The tasks:
1. Translate into French this sentence from the service model excerpt: "The exact definition of the profiles is local to each service provider."
2. Return, unchanged, the lines of the listing beginning with the line that contains "Would you point out the black car" and running through the line that contains "(1281, 432)", both of those lines included.

Document extract:
-- START --
The full tree structure is provided in Appendix A.¶
Each AC is identified with a unique identifier within a domain. The mapping between this AC and a local PE that terminates the AC is hidden to the application that makes use of the AC service model. This information is internal to the Network controller. As such, the details about the (node-specific) attachment interfaces are not exposed in this service model.¶
4.2. Service Profiles
4.2.1. Description
The 'specific-provisioning-profiles' container (Figure 19) can be used by a service provider to maintain a set of specific profiles that are similar to those defined in [RFC9181]. The exact definition of the profiles is local to each service provider. The model only includes an identifier for these profiles in order to facilitate identifying and binding local policies when building an AC.¶
module: ietf-ac-svc
+--rw specific-provisioning-profiles
| +--rw valid-provider-identifiers
| +--rw external-connectivity-identifier* [id]
| | {external-connectivity}?
| | +--rw id string
| +--rw encryption-profile-identifier* [id]
| | +--rw id string
| +--rw qos-profile-identifier* [id]
| | +--rw id string
| +--rw bfd-profile-identifier* [id]
| | +--rw id string
| +--rw forwarding-profile-identifier* [id]
| | +--rw id string
| +--rw routing-profile-identifier* [id]
| +--rw id string
+--rw service-provisioning-profiles
| +--rw service-profile-identifier* [id]
| +--rw id string
+--rw bearers
| ...
+--rw attachment-circuits
+--rw ac-global-profile* [id]
| ...
+--rw ac-node-group* [id]
| ...
+--rw ac* [name]
...
+--rw l2-connection
| ...
+--rw ip-connection
| ...
+--rw routing-protocols
| ...
+--rw oam
| ...
+--rw security
...
-- END --
[Listing of pointing records for named objects]
-- START --
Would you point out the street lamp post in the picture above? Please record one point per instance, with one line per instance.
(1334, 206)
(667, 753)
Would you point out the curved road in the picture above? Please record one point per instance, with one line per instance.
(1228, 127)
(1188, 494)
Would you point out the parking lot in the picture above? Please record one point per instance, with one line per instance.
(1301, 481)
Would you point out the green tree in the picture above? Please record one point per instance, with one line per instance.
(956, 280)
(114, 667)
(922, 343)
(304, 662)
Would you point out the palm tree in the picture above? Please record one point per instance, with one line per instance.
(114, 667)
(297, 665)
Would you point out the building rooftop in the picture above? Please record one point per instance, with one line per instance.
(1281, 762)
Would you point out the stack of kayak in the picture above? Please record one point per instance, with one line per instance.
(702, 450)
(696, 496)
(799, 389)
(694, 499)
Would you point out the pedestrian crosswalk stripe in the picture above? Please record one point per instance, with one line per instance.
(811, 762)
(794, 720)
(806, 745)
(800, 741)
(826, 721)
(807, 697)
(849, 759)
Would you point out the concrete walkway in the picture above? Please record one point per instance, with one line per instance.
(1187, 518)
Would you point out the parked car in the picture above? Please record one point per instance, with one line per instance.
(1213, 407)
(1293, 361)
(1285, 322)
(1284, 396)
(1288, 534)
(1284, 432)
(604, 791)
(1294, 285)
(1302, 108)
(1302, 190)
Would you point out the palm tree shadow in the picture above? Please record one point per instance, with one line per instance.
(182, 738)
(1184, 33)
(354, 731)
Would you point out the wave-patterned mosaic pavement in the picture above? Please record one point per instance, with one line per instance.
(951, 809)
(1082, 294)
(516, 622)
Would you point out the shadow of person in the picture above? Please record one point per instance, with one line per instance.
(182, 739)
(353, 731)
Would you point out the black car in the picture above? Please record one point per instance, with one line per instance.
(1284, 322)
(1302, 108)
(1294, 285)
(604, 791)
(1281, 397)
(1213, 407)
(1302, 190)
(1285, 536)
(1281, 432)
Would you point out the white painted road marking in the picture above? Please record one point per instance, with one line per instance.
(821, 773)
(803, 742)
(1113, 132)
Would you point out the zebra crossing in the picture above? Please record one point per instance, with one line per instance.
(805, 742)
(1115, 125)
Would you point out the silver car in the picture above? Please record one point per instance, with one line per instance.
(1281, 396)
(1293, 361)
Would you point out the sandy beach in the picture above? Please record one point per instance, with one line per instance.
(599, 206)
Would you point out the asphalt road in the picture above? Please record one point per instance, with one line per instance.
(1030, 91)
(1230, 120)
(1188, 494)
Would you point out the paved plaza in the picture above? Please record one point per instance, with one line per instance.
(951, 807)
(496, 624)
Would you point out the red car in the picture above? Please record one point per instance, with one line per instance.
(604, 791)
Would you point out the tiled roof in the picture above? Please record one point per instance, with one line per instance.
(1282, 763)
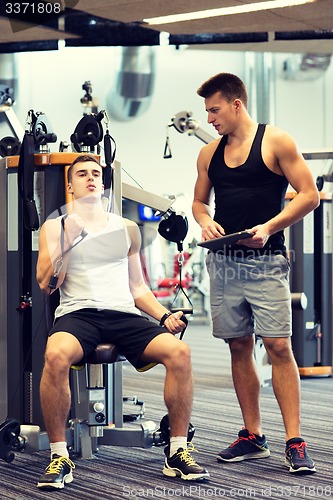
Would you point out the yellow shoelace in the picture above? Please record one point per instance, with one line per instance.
(57, 463)
(185, 455)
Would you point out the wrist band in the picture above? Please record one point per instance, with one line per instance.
(164, 317)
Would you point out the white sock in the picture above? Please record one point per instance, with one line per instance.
(59, 448)
(177, 442)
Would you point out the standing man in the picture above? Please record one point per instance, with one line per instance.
(93, 257)
(249, 169)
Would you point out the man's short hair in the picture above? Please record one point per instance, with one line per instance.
(230, 86)
(80, 159)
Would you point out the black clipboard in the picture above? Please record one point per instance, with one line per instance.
(227, 240)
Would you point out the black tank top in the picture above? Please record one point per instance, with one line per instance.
(247, 195)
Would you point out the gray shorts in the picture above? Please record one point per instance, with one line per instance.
(249, 296)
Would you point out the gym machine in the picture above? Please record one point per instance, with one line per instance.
(26, 314)
(310, 246)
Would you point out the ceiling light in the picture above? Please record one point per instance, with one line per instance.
(226, 11)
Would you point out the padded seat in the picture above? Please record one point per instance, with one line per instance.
(103, 354)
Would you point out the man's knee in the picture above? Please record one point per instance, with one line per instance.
(279, 347)
(56, 360)
(242, 346)
(179, 356)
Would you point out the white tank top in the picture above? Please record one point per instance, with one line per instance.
(97, 273)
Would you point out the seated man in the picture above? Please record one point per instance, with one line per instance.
(93, 257)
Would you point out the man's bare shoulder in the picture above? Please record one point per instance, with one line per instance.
(277, 134)
(130, 224)
(208, 150)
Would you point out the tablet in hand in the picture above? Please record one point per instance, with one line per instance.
(227, 240)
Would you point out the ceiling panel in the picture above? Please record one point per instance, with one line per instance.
(19, 31)
(119, 22)
(314, 16)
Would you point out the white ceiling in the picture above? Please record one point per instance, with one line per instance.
(313, 21)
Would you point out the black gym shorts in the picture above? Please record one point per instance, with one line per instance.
(129, 332)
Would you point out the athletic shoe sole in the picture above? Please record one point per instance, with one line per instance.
(248, 456)
(171, 472)
(51, 486)
(300, 470)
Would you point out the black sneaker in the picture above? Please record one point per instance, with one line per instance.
(246, 447)
(297, 458)
(57, 473)
(181, 464)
-- END --
Results of the tasks:
1. La définition exacte des profils est propre à chaque fournisseur de services.

2.
Would you point out the black car in the picture above? Please record one point per instance, with one line per instance.
(1284, 322)
(1302, 108)
(1294, 285)
(604, 791)
(1281, 397)
(1213, 407)
(1302, 190)
(1285, 536)
(1281, 432)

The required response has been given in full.